Geselecteerd fragment:
────
Voorts is daar als partij vergunninghoudster, vertegenwoordigd door [gemachtigden], gehoord.

2. Overwegingen

2.1. De bij het bestreden besluit verleende oprichtingsvergunning heeft betrekking op het houden van 5.684 vleesvarkens en opfokzeugen, 160 kraamzeugen, 2.520 gespeende biggen, 11 dekberen en 555 guste en dragende zeugen.

2.2. Appellante heeft betoogd dat de precieze begrenzing van de inrichting in het bestreden besluit niet is aangegeven. Volgens haar geven, anders dan verweerder van mening is, de aanvraag en de daarbij behorende tekening onvoldoende informatie over de grens van de inrichting.

In hoofdstuk 5, paragraaf 1, van het Inrichtingen- en vergunningenbesluit milieubeheer (hierna: het Besluit) zijn ter uitvoering van artikel 8.5, eerste lid, van de Wet milieubeheer bepalingen opgenomen met betrekking tot de gegevensverstrekking bij een aanvraag om een vergunning voor het oprichten of in werking hebben van een inrichting.

Ingevolge artikel 5.1, eerste lid, aanhef en onder b en d, van het Besluit dient de aanvrager in of bij de aanvraag onder meer te vermelden: het adres, de kadastrale aanduiding, de ligging, alsmede de indeling van de inrichting.

De Afdeling is van oordeel dat op de bij de aanvraag behorende tekening nr. 7, welke evenals de aanvraag zelf deel uitmaakt van het bestreden besluit, de grens van de inrichting voldoende duidelijk is aangegeven. Gelet hierop voldoet de aanvraag op dit onderdeel aan de daartoe in artikel 8.5 van de Wet milieubeheer in samenhang met artikel 5.1 van het Besluit gestelde eisen, op grond waarvan de ligging en indeling van de inrichting bij de aanvraag moeten worden vermeld. Verweerder heeft daarom naar het oordeel van de Afdeling in redelijkheid kunnen oordelen dat de aanvraag voldoende informatie bevat om een goede beoordeling van de gevolgen voor het milieu mogelijk te maken.

2.3. Appellante voert aan dat het ervoor moet worden gehouden dat de bijlagen behorend bij het akoestisch rapport niet ter inzage zijn gelegd bij het ontwerp van het besluit nu haar, op verzoek, het akoestisch rapport zonder de bijbehorende bijlagen is toegezonden.
────
Getoonde gegevens:

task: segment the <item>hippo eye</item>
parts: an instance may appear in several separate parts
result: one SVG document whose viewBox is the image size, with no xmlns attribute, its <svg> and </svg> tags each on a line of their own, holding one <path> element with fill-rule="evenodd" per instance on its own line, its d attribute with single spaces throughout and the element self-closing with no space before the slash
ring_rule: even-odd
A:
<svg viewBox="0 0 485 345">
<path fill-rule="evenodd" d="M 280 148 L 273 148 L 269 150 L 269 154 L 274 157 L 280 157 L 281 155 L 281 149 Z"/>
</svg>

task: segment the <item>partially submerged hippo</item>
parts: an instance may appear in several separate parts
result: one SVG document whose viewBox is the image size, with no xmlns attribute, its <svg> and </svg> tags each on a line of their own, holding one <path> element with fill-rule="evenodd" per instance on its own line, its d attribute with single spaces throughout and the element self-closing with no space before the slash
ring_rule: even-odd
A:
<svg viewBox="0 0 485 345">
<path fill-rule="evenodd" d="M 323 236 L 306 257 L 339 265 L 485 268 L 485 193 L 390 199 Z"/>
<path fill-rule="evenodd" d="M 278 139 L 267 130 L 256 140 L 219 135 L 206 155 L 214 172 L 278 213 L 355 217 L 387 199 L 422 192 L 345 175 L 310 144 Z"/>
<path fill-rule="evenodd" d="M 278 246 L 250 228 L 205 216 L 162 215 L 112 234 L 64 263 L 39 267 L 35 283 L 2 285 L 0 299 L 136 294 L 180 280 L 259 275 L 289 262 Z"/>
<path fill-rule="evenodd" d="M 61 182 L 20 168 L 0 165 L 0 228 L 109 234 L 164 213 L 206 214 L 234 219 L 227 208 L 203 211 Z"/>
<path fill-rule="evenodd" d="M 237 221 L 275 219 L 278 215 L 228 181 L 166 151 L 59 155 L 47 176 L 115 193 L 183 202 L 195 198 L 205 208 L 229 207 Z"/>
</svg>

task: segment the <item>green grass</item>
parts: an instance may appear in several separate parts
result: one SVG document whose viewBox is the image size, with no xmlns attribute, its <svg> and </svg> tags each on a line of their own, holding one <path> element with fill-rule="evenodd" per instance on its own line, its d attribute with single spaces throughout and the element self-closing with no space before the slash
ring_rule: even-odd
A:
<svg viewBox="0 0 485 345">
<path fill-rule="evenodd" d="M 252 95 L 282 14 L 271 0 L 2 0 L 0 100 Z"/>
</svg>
────
Studievragen:
a) Welke punten moet de aanvrager volgens het fragment op grond van artikel 5.1, eerste lid, aanhef en onder b en d, van het Besluit in of bij de aanvraag vermelden? Noem ze allemaal.
b) Geef het deel van het fragment tussen "2.1. De bij" en "van een inrichting.", beide inbegrepen, opnieuw weer en wissel daarin "dekberen" in voor "fokberen".

Verwachte resultaten:
a) Het adres, de kadastrale aanduiding, de ligging en de indeling van de inrichting.

b)
2.1. De bij het bestreden besluit verleende oprichtingsvergunning heeft betrekking op het houden van 5.684 vleesvarkens en opfokzeugen, 160 kraamzeugen, 2.520 gespeende biggen, 11 fokberen en 555 guste en dragende zeugen.

2.2. Appellante heeft betoogd dat de precieze begrenzing van de inrichting in het bestreden besluit niet is aangegeven. Volgens haar geven, anders dan verweerder van mening is, de aanvraag en de daarbij behorende tekening onvoldoende informatie over de grens van de inrichting.

In hoofdstuk 5, paragraaf 1, van het Inrichtingen- en vergunningenbesluit milieubeheer (hierna: het Besluit) zijn ter uitvoering van artikel 8.5, eerste lid, van de Wet milieubeheer bepalingen opgenomen met betrekking tot de gegevensverstrekking bij een aanvraag om een vergunning voor het oprichten of in werking hebben van een inrichting.